**Requirement:** Do not carry the pictures over; copy every other part of the entries exactly.

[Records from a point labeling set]
══════

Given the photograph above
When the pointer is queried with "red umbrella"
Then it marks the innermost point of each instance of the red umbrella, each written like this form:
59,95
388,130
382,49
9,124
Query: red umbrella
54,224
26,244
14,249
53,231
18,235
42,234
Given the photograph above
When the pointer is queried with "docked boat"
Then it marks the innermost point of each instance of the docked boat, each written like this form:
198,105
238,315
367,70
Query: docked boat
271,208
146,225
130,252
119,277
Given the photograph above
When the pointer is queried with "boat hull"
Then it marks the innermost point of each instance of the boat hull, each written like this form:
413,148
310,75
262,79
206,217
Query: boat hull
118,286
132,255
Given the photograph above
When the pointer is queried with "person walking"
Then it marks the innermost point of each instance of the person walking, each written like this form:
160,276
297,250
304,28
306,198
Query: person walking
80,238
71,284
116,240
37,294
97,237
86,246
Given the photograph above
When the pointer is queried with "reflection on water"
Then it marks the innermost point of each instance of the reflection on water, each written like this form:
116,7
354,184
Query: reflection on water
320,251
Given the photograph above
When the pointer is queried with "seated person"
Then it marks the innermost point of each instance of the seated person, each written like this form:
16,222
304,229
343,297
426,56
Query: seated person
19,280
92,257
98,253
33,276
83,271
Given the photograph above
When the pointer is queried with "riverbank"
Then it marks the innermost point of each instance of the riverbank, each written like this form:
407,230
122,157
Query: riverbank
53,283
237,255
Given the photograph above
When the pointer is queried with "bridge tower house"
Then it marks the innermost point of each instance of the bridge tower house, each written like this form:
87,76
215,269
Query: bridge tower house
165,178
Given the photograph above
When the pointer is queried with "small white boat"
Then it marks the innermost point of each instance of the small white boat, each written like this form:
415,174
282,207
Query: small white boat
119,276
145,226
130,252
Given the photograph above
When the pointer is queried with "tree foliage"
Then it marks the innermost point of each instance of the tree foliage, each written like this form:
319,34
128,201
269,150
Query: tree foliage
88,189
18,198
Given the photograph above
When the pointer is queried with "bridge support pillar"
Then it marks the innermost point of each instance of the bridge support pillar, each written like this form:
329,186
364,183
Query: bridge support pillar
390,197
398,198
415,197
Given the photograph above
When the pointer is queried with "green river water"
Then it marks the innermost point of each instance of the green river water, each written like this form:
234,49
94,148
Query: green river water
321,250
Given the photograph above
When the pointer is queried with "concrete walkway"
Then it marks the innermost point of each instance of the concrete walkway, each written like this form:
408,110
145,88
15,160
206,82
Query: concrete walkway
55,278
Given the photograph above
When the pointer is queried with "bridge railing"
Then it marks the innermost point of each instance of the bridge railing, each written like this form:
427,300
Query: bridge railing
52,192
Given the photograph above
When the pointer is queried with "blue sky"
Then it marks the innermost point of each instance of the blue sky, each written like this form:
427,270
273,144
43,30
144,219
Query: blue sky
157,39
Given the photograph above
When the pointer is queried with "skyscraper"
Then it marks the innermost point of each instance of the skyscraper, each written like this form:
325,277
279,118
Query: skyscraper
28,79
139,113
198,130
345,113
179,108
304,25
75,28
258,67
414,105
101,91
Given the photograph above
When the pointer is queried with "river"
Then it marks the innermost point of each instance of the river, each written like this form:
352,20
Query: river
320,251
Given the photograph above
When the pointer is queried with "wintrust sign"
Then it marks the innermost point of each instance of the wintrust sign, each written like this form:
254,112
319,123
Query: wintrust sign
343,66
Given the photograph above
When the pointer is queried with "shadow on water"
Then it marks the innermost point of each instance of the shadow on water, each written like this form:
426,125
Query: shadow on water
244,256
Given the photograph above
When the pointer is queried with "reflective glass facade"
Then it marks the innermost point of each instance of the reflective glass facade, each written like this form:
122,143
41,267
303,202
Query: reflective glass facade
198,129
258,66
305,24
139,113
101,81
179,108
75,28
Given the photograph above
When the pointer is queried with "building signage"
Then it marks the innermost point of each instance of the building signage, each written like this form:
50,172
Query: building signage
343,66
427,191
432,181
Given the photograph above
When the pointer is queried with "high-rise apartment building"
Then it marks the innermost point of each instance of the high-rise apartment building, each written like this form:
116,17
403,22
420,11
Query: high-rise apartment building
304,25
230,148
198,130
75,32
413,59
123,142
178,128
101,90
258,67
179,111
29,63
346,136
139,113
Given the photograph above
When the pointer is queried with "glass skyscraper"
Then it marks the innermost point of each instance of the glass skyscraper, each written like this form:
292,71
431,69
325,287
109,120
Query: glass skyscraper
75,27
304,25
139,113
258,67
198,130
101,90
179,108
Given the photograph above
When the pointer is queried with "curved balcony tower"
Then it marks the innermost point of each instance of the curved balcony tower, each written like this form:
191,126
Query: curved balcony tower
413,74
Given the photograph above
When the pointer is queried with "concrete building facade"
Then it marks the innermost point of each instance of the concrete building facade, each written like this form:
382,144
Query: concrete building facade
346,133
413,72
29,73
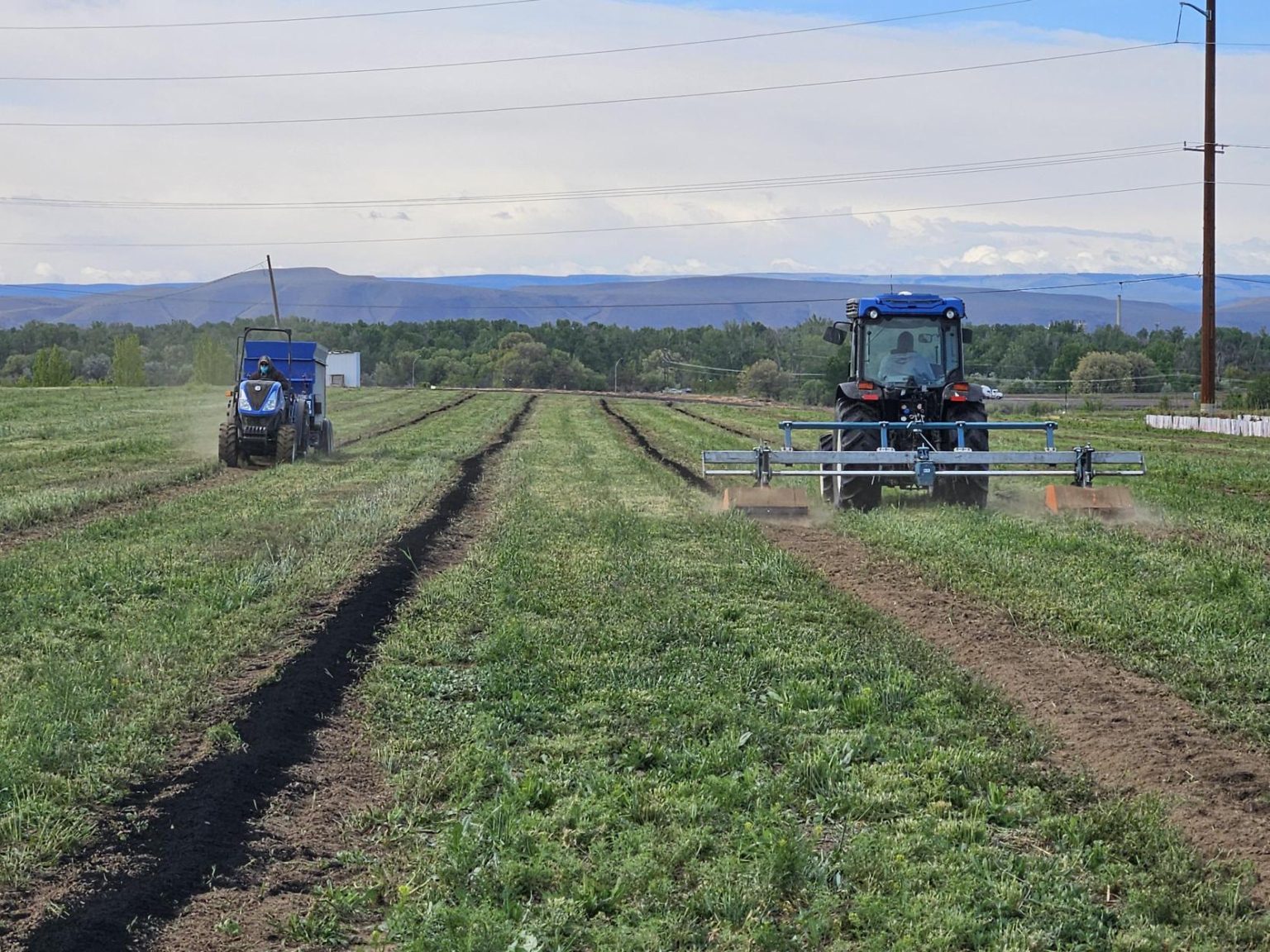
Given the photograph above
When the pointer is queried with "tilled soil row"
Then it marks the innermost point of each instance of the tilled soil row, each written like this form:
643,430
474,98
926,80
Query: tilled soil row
144,497
725,426
1128,733
412,421
197,826
163,493
677,468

══════

**Result:**
Given the photograph above
When the pointer is queried with "red umbrella"
Then it marks the innermost point of each instance of the red umbrella, each written like this form:
59,95
388,130
382,49
9,124
Query: red umbrella
54,224
26,244
14,249
53,231
18,235
42,234
Given the photograph above
When the pointer is queried with "docked boat"
Then it marks the innermost point of each instance of the docked boat, each written like this form:
198,105
238,315
367,70
Query: docked boat
271,208
146,225
130,252
119,277
Given the photograph above
When the pointer is queried with "boat hull"
Then it marks the innermost point of each instance of the boat hull, each written like this form:
413,148
310,75
262,79
206,217
Query: boat hull
118,286
132,255
Given the photograph above
When the pointer is queried with "person walking"
Then it marks the innermost point of each instance of the person walking, each written like this form:
160,276
297,250
304,28
306,198
Query: person walking
80,238
71,284
116,240
37,294
97,237
86,246
Given the photograph above
When the pointer is queried with "reflection on water"
Then it marks the innermost point of each instance of the reflection on water, each written like this form:
116,7
354,184
Query: reflection on water
320,251
Given the photograph above
When the pointer is queried with "seated person"
Then it marks the innermost point of each instance of the seated person, each written like this form:
16,222
304,229
343,297
426,56
Query: seated person
19,280
92,257
98,253
33,276
83,271
Given the photograph above
When the pointer is queried with "riverbank"
Then it marks the innermost point of each instance of the riverbank, each written like this form:
407,230
122,157
Query: riverbank
53,283
237,255
Given the photograph above
When the pointer is queried with "bridge tower house"
Then it marks the innermost point of each instance of the bridge tower house, each written like this form:
87,76
215,269
Query: bridge tower house
165,178
Given the photograph above
When the pointer is queried with "small white boat"
Then it marks the innermost point of each instance of the small white boat, each written like this form:
415,174
282,207
Query: small white boat
119,276
145,226
130,252
Given the photograph above
When the pointer is queried with "tree foliage"
Then it marks the innermost point of each instance of the tree foliage, each written like this form:
319,34
128,201
269,150
Query: tree foliage
88,189
18,198
Given the photograph above
When the pointer is queried with "bridge support pillar"
Then it marks the innermost point of each instance of the bridge support pillar, each written like this form:
329,186
364,183
Query: bridge support pillar
390,197
398,198
415,197
Given the photograph above
When the pointer is queried with "green river water"
Then it marks the innermost point of each instance of the green river water, each written like this form:
234,49
94,148
Query: green river water
321,250
Given the photograph above
When the pointer is queried with "concrete walkway"
Then it marks the innermost point of each instance of the concrete walkway, each written like this form:
408,110
145,88
15,160
206,82
Query: concrete walkway
55,278
Given the photograph above
When the pointer is queried with "bridge railing"
Then it marks the innermost point of each instance of the bridge railing, each written like this form:
427,300
Query: bridge railing
52,192
Given the photograph above
When the pointer is queried with "blue sky"
Then it marks the innermost point of each instance of the blue sky, each written like this form:
427,270
273,144
43,30
144,219
Query: blue sky
157,39
Given the photograph above
When the pointer is queried with "skyscraper"
Then it marks the innermost point of each instance of the skyscraper, each written like this form:
325,277
279,118
Query: skyscraper
28,79
139,113
198,130
345,113
179,108
304,25
75,28
258,67
414,105
101,91
Given the photograph above
When the pointer is queried with "river"
Then it marks the innermost point of each instance of the river, each written like this form:
352,20
Query: river
320,251
Given the photograph above
When the pointer is queried with "wintrust sign"
Then it marks the innermost point of each instance of the wintrust sign, each written like this form:
254,112
319,123
Query: wintrust sign
343,66
Given the photograph above
When the pointer is queried with "shadow on water"
Then it marks the innermost point of each instance of the shadow on water, each written like this form:
426,125
Query: shadow on water
244,256
Given the photograph above
When the pointer is queried with "reflective glass facade"
Then it marks the innermost point of each instance of the reflective glass facade, each written like this form:
122,143
41,267
303,202
Query: reflective glass facade
198,129
258,66
305,24
139,113
101,81
179,108
75,28
Given the photograph above
When the pointer is queried with "building signage"
Then it marks the innermost point of each instance of the building signage, each written like this form:
50,172
Query: building signage
343,66
427,191
432,181
Given the photograph above
When the pointer is queried with "high-rise apartment building"
Then it marks the innermost point of each instance of the high-rise apartment building, each written like this form:
116,17
403,22
420,11
Query: high-rise apartment building
304,25
230,148
198,130
75,32
413,59
123,142
178,128
101,90
258,67
179,111
29,63
346,136
139,113
Given the photograph above
When the pointer is queried with "glass skyscraper"
Then it marks the innermost point of each instance of the glass skyscraper, each written like this form:
292,71
431,69
325,287
109,120
Query: glass skyscraper
75,27
304,25
139,113
258,67
198,130
101,90
179,108
Given the photograph above
When the pointer is queried with "curved balcony tower"
Then it marks the innermost point of each instance of the curved balcony tower, each written like this form:
191,126
Query: curved balcony tower
413,74
Given the photograph above
When the pointer is queried with "concrete building facade"
Then it marks the innermost point of each instance of the concrete building facade, each written like this form:
382,144
Query: concrete building facade
346,133
413,72
29,73
Given the photograph above
When the pointer is queried with "tilled soil row"
Then it marks the innermost point of each instance of the tilled soil row, each written like this form:
643,430
474,98
926,80
Query: tilled soil row
144,497
725,426
1128,733
412,421
197,826
163,493
677,468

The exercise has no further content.